◆ TASK OBJECTIVE ◆
Format every item below as a two-column CSV with the headers "instruction" and "points", one row per item: the item's text goes in the first column and its answer in the second, each as one quoted field with any line breaks replaced by spaces. Leave the pictures out.

============

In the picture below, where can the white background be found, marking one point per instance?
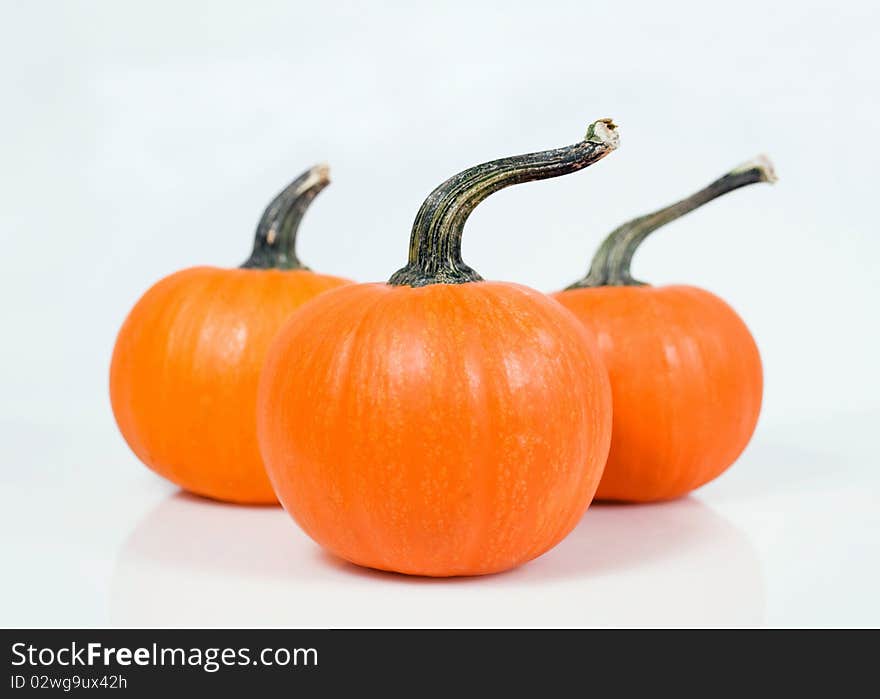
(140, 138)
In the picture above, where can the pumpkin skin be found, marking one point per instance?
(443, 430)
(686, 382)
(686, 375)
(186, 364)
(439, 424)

============

◆ SOLVED EXERCISE ◆
instruction,points
"In the picture below, where can the white background be found, marking one point per instance?","(140, 138)"
"In the picture above, where can the pumpkin skin be found, marking one point per instance?","(443, 430) (686, 382) (686, 375) (186, 364) (439, 424)"